Tourentipp: Tollensesee
Die hügelige 40km lange Runde um den Tollensesee gehört landschaftlich zum Schönsten, was sich zwischen Berlin und Ostsee finden lässt. Von Stefan Jacobs.
Man merkt das nicht sofort beim Start am Neubrandenburger Hauptbahnhof. Die 1945 niedergebrannte Stadt ist eher praktisch als schön wiederaufgebaut worden. Immerhin blieben zwei Kirchen und die gewaltige Stadtmauer mit ihren „Wieckhäusern“ und Toren erhalten.
Das Hochhaus auf dem Marktplatz – direkt am Weg vom Bahnhof zum See gelegen – eignet sich dank einer öffentlichen Aussichtsetage (gratis) für den ersten Überblick. Von oben grüßt der See, dem die Eiszeit ein schönes Bett gemacht hat: gut zehn Kilometer lang und zwei breit. Und: Der See hat nur einen kleinen Abfluss nach Norden Richtung Ostsee, er hängt damit nicht im Netz der Mecklenburger Seenplatte und bleibt so vom Motorbootgebrumm weitgehend verschont.
Woanders belegen Villen mit hohen Zäunen die besten Plätze am Wasser, hier breitet ein großer Park zum See hin aus. Für die Tour im Uhrzeigersinn biegt man links ab, radelt an Dampfersteg, Spielplätzen und Stränden des Augustabades vorbei und taucht in abwechslungsreichen Mischwald ein. Die breite Straße aufwärts führt zum Aussichtsturm Behmshöhe (gratis). Der Rundweg führt auf gut fahrbarem Naturbelag am östlichen Seeufer entlang. Zeitweise verläuft eine breite, gesperrte Straße parallel: eine alte Panzerteststrecke der Nazis.
Nach ein paar sehr idyllischen Kilometern zwischen alten Buchen und windschiefen Kiefern wird der Waldweg zur Dorfstraße von Klein Nemerow – eine Sommerfrische mit uralter Burgruine, Badestelle, Bootsanleger und schlichtem, aber nettem Hofcafé in einer Einfahrt. Südlich des Dorfes öffnet sich die Landschaft; der Weg verläuft zwischen grasbewachsenen Hügeln und blühenden Wiesen mit Blick auf den See. Der Anblick von Pferden verschönert die Landschaft; je nach Wind und Wetter leuchtet der See türkisblau oder glitzert silbern. Hinterm Hotel Bornmühle geht es fein asphaltiert, aber steil bergauf weiter und am Golfplatz (wo man für ein paar Euro Schläger und Bälle leihen kann) entlang zur B96. Jene B96, die in Berlin beispielsweise Mehringdamm und Schönhauser Allee heißt. Stark befahren ist sie auch hier, aber der Radweg folgt ihr nur kurz, und Ablenkung hat man wegen des heftigen Aufs und Ab, der wechselhaften Beläge und der weiten Blicke in die andere Richtung reichlich.

****************

### AUFGABE 1
Ändere im Tourentipp zum Tollensesee den Abschnitt von „Das Hochhaus auf“ bis „Motorbootgebrumm weitgehend verschont.“, indem du „Aussichtsetage“ durch „Aussichtsplattform“ ersetzt.
### AUFGABE 2
Übersetze diesen Satz aus dem Tourentipp zum Tollensesee ins Englische: „Die 1945 niedergebrannte Stadt ist eher praktisch als schön wiederaufgebaut worden.“

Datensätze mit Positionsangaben
****************

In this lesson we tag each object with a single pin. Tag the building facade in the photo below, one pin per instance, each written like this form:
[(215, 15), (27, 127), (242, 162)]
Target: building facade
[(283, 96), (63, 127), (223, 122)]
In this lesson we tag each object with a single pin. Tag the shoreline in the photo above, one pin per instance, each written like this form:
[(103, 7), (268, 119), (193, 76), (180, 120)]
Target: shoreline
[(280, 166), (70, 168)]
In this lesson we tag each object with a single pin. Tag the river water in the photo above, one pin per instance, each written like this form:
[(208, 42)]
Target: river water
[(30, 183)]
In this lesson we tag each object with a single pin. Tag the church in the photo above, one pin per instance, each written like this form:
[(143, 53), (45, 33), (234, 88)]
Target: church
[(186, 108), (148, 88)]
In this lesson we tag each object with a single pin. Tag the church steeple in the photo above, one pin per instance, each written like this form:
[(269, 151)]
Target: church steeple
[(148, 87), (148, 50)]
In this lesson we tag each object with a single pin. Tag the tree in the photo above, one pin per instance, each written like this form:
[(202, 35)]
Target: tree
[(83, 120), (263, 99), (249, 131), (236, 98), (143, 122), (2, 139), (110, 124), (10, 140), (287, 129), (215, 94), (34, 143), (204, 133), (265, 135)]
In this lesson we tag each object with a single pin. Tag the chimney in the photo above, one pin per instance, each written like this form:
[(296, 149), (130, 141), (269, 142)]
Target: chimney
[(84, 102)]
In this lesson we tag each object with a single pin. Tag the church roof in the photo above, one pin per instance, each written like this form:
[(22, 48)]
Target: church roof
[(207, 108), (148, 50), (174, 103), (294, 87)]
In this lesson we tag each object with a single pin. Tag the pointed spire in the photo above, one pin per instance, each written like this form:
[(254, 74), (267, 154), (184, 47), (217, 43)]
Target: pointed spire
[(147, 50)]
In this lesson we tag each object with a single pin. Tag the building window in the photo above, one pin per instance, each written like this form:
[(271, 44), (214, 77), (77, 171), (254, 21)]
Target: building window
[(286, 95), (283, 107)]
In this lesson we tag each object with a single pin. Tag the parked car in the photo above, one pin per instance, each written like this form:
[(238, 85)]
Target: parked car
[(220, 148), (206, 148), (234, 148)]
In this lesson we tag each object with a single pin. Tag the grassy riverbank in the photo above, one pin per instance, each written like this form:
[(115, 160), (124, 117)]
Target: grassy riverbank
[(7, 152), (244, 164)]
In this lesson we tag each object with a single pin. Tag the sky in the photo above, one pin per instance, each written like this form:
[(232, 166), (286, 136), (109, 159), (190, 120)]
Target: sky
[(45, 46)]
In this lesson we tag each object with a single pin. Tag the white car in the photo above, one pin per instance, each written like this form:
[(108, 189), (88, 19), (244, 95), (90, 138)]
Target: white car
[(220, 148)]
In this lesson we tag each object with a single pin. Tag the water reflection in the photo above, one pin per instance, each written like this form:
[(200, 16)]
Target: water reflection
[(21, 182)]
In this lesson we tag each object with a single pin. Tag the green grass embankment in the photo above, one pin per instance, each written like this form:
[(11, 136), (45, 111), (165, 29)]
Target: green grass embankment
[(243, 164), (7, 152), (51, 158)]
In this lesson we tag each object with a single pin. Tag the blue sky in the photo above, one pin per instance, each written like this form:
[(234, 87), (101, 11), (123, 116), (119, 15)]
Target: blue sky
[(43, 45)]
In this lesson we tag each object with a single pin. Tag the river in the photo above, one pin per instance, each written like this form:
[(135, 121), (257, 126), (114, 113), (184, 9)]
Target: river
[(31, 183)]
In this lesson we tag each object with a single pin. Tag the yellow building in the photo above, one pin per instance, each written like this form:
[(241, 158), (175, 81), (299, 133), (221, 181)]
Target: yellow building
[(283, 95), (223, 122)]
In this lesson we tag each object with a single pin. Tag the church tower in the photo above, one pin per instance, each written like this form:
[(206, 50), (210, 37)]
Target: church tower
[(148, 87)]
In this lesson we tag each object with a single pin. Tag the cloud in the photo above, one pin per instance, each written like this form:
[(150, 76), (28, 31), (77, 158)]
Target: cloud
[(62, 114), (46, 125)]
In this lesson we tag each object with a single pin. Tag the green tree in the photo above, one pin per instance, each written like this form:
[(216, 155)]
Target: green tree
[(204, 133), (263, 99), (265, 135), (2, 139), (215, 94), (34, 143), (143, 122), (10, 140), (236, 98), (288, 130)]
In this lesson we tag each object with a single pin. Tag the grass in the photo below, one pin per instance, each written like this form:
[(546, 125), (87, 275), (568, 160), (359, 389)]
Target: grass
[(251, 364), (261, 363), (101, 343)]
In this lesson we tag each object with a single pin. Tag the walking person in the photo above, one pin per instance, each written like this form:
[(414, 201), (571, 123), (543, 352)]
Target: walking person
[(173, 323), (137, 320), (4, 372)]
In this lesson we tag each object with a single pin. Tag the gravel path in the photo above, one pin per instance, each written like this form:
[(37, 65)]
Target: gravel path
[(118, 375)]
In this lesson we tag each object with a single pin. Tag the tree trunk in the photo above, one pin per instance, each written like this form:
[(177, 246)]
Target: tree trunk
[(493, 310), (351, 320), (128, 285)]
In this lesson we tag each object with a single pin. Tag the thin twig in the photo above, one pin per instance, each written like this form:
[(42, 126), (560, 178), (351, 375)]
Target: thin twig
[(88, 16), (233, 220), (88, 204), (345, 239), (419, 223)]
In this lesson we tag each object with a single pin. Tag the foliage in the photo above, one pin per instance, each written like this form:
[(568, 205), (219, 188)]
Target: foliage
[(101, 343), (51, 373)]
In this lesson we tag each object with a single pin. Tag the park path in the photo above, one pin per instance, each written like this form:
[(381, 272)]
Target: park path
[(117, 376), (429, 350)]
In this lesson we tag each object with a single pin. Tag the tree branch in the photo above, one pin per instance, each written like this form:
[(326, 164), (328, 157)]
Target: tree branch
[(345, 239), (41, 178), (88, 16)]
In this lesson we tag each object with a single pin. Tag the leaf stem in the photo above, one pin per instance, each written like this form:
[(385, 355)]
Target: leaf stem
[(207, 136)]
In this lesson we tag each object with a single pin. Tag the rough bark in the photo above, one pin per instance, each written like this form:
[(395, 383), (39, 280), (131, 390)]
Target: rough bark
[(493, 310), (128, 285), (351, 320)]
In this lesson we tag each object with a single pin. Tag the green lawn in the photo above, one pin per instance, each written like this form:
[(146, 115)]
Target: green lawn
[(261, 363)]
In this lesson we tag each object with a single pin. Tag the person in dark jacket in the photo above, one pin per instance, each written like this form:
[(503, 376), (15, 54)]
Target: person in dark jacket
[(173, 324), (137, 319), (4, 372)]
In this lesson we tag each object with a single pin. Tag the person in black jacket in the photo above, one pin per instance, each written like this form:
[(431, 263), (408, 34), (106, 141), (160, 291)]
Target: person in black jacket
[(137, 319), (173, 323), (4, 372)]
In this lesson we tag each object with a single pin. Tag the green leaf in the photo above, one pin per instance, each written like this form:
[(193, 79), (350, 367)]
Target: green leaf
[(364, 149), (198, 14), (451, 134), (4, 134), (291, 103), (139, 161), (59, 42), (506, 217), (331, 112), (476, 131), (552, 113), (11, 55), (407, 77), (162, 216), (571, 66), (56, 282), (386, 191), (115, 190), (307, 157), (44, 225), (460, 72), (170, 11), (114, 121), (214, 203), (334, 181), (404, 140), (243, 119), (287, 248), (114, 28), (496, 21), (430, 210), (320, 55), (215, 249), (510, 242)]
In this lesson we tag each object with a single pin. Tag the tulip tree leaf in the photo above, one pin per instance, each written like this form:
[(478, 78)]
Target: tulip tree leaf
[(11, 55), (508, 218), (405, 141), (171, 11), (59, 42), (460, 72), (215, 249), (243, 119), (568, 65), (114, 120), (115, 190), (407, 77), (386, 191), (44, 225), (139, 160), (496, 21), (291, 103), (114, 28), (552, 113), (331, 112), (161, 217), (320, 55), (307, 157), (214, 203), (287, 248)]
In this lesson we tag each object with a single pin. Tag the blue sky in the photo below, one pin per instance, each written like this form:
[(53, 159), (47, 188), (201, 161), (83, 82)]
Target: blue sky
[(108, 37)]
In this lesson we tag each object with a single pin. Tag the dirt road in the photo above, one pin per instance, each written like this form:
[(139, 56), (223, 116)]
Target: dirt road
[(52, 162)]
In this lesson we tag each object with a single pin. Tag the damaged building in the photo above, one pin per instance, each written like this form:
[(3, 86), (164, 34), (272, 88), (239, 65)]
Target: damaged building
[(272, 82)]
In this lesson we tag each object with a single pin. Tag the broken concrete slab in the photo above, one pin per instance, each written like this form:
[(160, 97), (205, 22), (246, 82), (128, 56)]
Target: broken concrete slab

****************

### FERTIGE ANTWORT 1
Das Hochhaus auf dem Marktplatz – direkt am Weg vom Bahnhof zum See gelegen – eignet sich dank einer öffentlichen Aussichtsplattform (gratis) für den ersten Überblick. Von oben grüßt der See, dem die Eiszeit ein schönes Bett gemacht hat: gut zehn Kilometer lang und zwei breit. Und: Der See hat nur einen kleinen Abfluss nach Norden Richtung Ostsee, er hängt damit nicht im Netz der Mecklenburger Seenplatte und bleibt so vom Motorbootgebrumm weitgehend verschont.

### FERTIGE ANTWORT 2
The town, which burned down in 1945, was rebuilt to be practical rather than beautiful.